==== Excerpt to read ====
Lauren Sherman: Hey, Allison. Thanks for having me.
Allison Stewart: Listeners, we want to hear from you. What has been your relationship to Victoria's Secret over the years? Have you been a customer? Are you still a customer? What do you like or not like about the Victoria's Secret catalog or the stores, or did you watch last night's show? What did you think of it? We are talking Victoria's Secret. Our number's 212-433-9692, 212-433-WNYC. In your book, you give us a little bit of the history of lingerie. You write that in 1911, Macy's founded its first brasserie department. What did women's undergarments go from being a basic thing to a luxury or an accessory item?
Lauren Sherman: The rise of the Frederick's of Hollywood catalog, which was founded by someone whose family worked in the garment center in New York and had roots in the bra business is probably the start of the fetishizing of lingerie and popular culture. Obviously, it had been happening behind the scenes for a long time. Anything that touches your skin can be fetishized, I think. Victoria's Secret was founded in the late '70s by Roy and Gaye Raymond, these entrepreneurs based in San Francisco. They actually first founded a sex toy company that was mail order catalog only and that helped to fund Victoria's Secret.
What they aim to do is make the experience for shopping for bras and underwear more fun and pleasurable and also more comfortable for men potentially buying underwear for their wives or just women buying things for themselves. This is the height of women's lib. After all the bras were burned, what do you do? You go back to the shop, you buy some stuff, but they wanted to make it fun. Prior to 1911 or what have you, this wasn't a big part of culture. By the late '70s, buying lingerie and what lingerie represented, it meant a lot to I think the relationship women have with their bodies and also the relationship everyone has with women's bodies.
Allison Stewart: At first, Victoria's Secret was very, very upscale. What could you get at Victoria's Secret in the late '70s or early '80s?
==== Records for processing ====
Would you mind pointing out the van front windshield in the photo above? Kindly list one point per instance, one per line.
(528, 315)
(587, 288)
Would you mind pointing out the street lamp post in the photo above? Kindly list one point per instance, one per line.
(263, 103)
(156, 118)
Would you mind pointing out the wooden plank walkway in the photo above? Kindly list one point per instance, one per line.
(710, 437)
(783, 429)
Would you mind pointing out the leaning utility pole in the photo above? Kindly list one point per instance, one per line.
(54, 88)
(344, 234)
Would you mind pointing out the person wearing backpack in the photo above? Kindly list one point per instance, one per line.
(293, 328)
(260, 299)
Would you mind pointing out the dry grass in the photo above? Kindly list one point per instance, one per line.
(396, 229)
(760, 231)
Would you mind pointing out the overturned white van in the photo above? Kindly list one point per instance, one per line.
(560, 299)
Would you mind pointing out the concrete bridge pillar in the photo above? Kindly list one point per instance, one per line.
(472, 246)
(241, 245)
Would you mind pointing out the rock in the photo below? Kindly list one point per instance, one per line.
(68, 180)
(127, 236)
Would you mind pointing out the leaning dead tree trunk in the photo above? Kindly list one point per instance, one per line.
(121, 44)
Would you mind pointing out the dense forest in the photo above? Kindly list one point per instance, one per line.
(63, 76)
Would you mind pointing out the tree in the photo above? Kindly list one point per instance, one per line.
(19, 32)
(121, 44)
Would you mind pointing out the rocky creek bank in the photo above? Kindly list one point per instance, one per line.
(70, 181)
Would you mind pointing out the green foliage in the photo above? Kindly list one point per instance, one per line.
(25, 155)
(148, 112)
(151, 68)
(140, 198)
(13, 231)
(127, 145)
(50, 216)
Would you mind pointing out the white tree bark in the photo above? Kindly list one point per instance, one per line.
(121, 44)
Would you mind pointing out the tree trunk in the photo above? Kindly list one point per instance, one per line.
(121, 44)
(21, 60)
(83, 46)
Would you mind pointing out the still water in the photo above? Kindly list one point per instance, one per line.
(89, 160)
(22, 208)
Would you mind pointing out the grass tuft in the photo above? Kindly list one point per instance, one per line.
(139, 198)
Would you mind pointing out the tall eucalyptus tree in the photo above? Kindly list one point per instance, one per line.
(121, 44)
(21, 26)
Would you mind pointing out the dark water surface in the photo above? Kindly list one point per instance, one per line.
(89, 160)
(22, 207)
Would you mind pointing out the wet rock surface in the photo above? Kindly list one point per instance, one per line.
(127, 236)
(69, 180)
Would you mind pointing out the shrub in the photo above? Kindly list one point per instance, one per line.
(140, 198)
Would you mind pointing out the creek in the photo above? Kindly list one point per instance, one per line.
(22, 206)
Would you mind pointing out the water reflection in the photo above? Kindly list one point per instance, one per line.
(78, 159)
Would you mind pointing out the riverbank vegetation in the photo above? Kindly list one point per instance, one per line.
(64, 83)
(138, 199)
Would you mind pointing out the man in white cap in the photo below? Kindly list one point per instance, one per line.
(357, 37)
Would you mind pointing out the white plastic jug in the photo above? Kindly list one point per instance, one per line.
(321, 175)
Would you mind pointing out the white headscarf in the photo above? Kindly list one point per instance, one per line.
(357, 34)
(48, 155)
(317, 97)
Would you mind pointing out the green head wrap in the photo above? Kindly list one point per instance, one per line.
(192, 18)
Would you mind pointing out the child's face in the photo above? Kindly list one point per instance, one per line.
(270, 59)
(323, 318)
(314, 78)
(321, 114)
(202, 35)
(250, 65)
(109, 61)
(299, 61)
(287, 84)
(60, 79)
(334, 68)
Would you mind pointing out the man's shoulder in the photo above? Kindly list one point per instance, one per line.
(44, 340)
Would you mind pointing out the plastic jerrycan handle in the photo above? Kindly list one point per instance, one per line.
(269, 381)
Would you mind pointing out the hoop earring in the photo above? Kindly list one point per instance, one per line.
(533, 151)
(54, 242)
====
_Set of tasks:_
A - Convert the rows, from the line containing "Would you mind pointing out the child's" through the last line of the rows, inclusive, into a JSON list of strings with one string per line and blank lines omitted.
B - Continue the interview about Victoria's Secret after its last line.

_Written answers:_
A -
[
  "Would you mind pointing out the child's face in the photo above? Kindly list one point per instance, one per line.",
  "(270, 59)",
  "(323, 318)",
  "(314, 78)",
  "(321, 114)",
  "(202, 35)",
  "(250, 65)",
  "(109, 61)",
  "(299, 61)",
  "(287, 84)",
  "(60, 79)",
  "(334, 68)",
  "Would you mind pointing out the man's shoulder in the photo above? Kindly list one point per instance, one per line.",
  "(44, 340)",
  "Would you mind pointing out the plastic jerrycan handle in the photo above? Kindly list one point per instance, one per line.",
  "(269, 381)",
  "Would you mind pointing out the hoop earring in the photo above? Kindly list one point per instance, one per line.",
  "(533, 151)",
  "(54, 242)"
]

B -
Lauren Sherman: It was like the Barneys and this is a New York audience, you all know Barneys New York. It was like the Barneys of lingerie. You could get like a tap pant, which is like a little satin short and a silk negligee or what have you set. There was a set at that time that they sold that cost $2,000. Actually, Eleanor Coppola, Francis Ford Coppola's wife also had an intimate's line in the late '70s or early '80s that she sold there.
I bought a robe from her line on eBay recently that was basically untouched, but it was really beautiful things. The founders would do a big buying spree in Europe. They sold a lot of British brands. They sold just really high-end stuff that you couldn't find in the US really easily. Then they also launched a catalog, which made it accessible to people all over the country. You could shop at the stores in the bay area, but the catalog was really what made it a national phenomenon.
Allison Stewart: I was going to ask you about that catalog. How many catalogs were sent out. What kind of return did they get? What was the period of the catalog?
Lauren Sherman: Oh, man. Just stepping back for one minute, catalogs became very popular in the '60s and '70s as post-World War II suburban culture became a real thing. This was before malls. Malls didn't really become a big part of American culture until the late '70s or early '80s. Catalogs were ways for people in the suburbs who had been used to shopping on the high street and being able to walk to the department store from their house sometimes, or at least by train or car or what have you, catalogs were a way to access a lot of things when you were in the boonies, which the suburbs were in some cases at that time.
It's interesting the catalog was this way for Victoria's Secret. They obviously had this big mailing list the Raymonds from their first business, Xandria, and they were able to just access so many people. The first few catalogs, and I think for a long time, you would send a check in and you had to write down your order and fill it out yourself, you couldn't even call them and place an order. It's an interesting proto internet selling type thing. It made it a big part of the culture. It was also a comfortable way for women and men to shop these products, where there's so much shame around sex and lingerie and all of that stuff.
If you could do it from the comfort of your own home, that was the first step in. They also tried to make the stores really welcoming and comfortable. A lot of the early store employees said there were a lot of alternative lifestyle people in San Francisco shop in the store. A lot of men shop in the store for themselves, which this late '70s, it wasn't the time we live in now. They really crossed a lot of taboos and tried to open the world up, especially in the beginning.
Allison Stewart: Let's take a call. Jerry is calling in from Nutley, New Jersey. Hi, Jerry.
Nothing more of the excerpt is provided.